• **Exercise**:
Every line in the records below between the one holding "Target: elephant's eye" and the one holding "Target: elephant's trunk", inclusive, is to be set down exactly; all other lines are to be left out.
### Dataset records
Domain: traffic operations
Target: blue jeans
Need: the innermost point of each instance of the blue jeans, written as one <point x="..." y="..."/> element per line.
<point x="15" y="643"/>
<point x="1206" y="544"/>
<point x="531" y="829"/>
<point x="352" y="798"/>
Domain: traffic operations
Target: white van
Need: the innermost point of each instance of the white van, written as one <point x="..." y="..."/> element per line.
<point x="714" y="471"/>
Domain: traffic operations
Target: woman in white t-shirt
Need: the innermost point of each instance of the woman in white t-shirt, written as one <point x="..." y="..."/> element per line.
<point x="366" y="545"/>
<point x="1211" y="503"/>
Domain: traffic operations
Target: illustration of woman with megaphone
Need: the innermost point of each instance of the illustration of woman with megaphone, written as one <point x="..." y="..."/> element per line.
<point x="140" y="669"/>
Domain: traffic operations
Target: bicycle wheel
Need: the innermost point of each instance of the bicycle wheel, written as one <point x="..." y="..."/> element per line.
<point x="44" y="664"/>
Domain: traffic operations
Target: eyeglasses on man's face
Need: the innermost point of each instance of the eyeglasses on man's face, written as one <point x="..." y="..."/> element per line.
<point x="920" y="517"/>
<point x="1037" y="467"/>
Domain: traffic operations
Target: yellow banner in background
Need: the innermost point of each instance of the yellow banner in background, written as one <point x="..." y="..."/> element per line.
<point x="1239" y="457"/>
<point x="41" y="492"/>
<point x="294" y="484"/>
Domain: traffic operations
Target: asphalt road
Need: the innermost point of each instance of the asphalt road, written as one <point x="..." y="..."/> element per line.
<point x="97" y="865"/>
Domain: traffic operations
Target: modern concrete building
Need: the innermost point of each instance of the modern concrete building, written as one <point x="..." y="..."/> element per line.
######
### Dataset records
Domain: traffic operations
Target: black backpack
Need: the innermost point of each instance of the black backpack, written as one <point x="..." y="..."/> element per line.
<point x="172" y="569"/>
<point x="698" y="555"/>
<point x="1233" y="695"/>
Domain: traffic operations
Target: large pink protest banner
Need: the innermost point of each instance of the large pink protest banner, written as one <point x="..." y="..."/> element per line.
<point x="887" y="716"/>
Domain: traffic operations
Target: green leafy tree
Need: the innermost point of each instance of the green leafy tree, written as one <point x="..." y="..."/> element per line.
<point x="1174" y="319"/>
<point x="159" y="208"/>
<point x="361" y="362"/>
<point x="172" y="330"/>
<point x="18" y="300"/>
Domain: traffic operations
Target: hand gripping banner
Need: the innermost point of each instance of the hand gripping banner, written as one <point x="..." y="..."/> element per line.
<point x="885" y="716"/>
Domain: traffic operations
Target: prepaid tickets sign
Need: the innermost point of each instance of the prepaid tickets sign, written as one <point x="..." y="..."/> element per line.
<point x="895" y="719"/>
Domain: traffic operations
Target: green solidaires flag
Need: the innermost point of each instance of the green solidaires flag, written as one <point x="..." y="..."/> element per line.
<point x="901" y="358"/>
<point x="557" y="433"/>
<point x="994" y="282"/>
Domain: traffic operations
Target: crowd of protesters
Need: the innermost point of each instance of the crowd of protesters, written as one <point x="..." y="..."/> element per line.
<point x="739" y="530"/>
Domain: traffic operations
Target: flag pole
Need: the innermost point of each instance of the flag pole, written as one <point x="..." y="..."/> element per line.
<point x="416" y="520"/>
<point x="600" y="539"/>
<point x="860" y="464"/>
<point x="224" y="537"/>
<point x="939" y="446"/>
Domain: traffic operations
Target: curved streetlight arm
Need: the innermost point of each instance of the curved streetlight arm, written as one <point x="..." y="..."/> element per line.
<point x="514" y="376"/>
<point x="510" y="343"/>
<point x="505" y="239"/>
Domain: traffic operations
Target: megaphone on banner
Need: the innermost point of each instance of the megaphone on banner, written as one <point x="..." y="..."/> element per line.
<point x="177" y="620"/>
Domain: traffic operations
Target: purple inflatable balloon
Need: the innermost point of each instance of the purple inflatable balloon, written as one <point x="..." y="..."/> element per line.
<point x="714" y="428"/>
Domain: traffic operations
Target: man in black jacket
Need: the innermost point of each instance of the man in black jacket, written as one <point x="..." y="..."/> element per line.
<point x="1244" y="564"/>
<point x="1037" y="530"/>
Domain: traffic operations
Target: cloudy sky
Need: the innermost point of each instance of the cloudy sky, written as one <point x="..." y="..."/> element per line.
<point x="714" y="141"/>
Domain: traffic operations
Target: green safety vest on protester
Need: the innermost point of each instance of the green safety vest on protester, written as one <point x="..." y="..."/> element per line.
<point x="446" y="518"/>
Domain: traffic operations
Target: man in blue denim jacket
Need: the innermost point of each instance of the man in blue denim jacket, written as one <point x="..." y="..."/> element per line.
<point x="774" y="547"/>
######
### Dataset records
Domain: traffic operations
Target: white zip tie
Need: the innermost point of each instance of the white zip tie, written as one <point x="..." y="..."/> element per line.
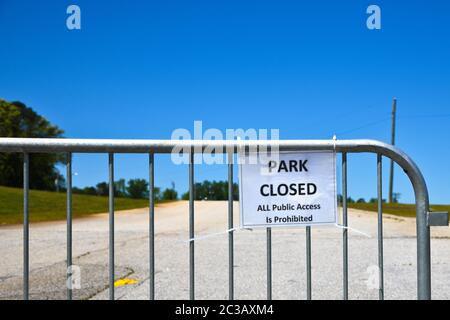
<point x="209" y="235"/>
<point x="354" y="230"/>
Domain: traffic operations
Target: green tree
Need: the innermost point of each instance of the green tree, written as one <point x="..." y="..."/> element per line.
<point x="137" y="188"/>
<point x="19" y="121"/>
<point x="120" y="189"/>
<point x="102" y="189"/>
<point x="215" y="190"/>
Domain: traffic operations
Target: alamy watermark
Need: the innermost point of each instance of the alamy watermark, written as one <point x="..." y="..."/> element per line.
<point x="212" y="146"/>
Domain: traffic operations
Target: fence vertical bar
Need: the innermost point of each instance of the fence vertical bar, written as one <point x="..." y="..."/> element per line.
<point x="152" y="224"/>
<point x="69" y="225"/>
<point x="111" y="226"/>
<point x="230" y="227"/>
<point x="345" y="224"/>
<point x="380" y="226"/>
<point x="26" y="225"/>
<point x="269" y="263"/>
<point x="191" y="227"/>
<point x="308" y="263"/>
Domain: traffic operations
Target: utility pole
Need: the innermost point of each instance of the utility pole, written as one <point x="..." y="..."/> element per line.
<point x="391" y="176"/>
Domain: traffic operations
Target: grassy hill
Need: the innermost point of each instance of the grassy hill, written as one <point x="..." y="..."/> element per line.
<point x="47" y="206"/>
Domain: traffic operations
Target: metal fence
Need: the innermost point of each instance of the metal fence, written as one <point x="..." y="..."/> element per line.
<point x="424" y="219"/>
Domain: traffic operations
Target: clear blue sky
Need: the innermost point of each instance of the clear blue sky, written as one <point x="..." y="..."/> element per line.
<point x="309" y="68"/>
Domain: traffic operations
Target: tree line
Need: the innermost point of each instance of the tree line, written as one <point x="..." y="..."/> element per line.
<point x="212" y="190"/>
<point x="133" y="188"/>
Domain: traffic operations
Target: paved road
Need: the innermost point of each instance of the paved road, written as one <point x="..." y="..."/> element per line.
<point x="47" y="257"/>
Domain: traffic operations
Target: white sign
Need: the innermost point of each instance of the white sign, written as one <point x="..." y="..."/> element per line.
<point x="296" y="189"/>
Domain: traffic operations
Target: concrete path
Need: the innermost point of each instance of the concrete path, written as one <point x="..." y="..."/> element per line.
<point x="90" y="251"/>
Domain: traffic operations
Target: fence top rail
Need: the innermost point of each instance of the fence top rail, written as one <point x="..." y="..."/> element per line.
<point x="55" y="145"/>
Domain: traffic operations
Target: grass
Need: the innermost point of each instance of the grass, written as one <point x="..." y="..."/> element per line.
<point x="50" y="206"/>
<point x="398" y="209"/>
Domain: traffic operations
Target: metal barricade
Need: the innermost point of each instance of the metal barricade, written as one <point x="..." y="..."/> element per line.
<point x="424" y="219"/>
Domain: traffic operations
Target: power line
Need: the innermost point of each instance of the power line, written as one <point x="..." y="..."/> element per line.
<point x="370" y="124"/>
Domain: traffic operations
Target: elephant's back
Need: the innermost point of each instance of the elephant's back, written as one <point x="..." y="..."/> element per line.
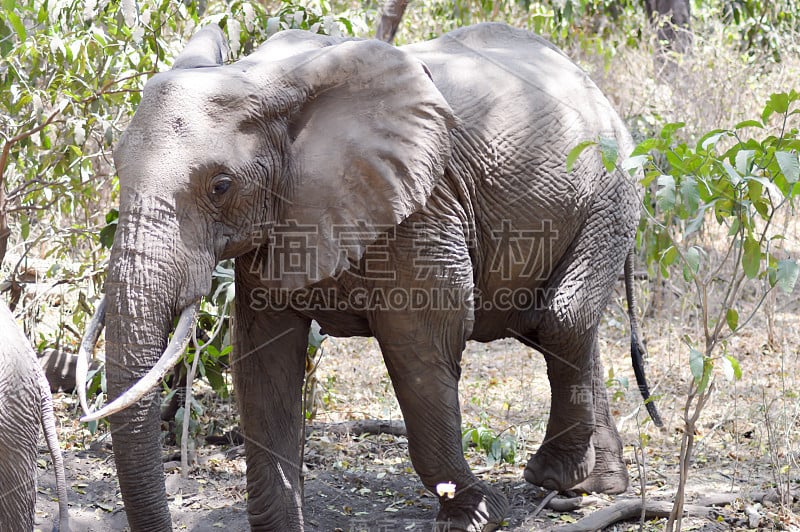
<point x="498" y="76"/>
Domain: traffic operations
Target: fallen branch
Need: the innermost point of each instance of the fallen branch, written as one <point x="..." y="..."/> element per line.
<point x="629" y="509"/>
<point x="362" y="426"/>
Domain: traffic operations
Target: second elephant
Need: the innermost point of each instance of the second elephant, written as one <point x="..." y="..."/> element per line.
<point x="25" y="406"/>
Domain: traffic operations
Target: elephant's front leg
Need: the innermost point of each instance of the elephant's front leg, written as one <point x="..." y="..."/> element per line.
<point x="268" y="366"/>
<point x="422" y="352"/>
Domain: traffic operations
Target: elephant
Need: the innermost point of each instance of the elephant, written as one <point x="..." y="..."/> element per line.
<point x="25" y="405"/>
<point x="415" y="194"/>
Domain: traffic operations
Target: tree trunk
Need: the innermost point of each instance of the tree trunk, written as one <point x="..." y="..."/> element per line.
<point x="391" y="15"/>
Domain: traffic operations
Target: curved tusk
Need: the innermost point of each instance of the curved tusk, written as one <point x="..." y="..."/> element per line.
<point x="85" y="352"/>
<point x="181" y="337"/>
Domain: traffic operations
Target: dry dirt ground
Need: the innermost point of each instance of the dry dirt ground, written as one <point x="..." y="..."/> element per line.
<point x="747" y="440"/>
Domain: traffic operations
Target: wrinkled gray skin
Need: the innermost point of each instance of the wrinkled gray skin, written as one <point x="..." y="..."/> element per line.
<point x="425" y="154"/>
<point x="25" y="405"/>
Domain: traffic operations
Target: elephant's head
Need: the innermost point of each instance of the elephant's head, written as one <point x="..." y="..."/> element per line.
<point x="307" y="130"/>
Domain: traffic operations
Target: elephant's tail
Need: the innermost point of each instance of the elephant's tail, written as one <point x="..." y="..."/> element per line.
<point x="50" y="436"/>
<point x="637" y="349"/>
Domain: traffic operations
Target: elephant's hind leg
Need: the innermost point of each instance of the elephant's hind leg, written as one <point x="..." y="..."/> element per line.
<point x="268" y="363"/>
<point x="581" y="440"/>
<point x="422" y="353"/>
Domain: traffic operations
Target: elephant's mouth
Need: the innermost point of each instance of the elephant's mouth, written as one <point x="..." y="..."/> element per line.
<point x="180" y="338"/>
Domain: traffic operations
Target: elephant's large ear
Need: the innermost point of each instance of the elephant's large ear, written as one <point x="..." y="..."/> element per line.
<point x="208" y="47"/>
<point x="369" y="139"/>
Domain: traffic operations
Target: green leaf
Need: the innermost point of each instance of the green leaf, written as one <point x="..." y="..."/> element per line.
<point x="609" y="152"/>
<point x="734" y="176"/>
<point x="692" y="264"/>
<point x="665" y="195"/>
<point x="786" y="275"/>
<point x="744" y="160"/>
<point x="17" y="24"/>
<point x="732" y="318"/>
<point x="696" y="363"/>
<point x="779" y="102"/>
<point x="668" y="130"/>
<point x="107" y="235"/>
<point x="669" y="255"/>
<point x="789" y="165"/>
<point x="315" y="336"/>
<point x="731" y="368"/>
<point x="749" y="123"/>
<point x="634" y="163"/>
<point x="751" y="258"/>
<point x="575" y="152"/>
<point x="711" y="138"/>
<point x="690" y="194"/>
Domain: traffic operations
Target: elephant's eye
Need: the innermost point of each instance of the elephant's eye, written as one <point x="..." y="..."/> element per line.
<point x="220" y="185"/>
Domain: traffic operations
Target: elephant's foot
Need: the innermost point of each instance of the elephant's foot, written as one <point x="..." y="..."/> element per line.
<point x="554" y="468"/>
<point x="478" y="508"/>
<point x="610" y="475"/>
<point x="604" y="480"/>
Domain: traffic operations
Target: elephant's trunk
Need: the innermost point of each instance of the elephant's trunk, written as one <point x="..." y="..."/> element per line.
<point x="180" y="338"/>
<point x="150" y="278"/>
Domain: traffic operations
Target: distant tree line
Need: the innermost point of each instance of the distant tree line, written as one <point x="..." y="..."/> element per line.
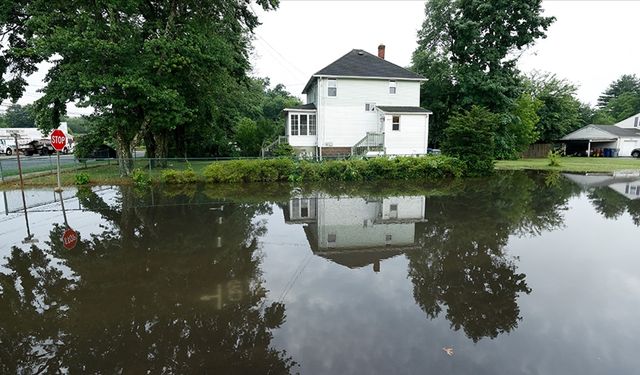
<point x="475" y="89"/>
######
• **Response for this exercise**:
Target: elephant's eye
Need: the innermost point of each instance of the elephant's eye, written as one <point x="..." y="..."/> element per line.
<point x="220" y="185"/>
Domain: traffic operations
Target: elephant's foot
Need: the innermost point of each instance of the elephant's foot, written as one <point x="..." y="..."/> element per line.
<point x="554" y="468"/>
<point x="478" y="508"/>
<point x="610" y="475"/>
<point x="604" y="480"/>
Domain: traffic operations
Target: elephant's trunk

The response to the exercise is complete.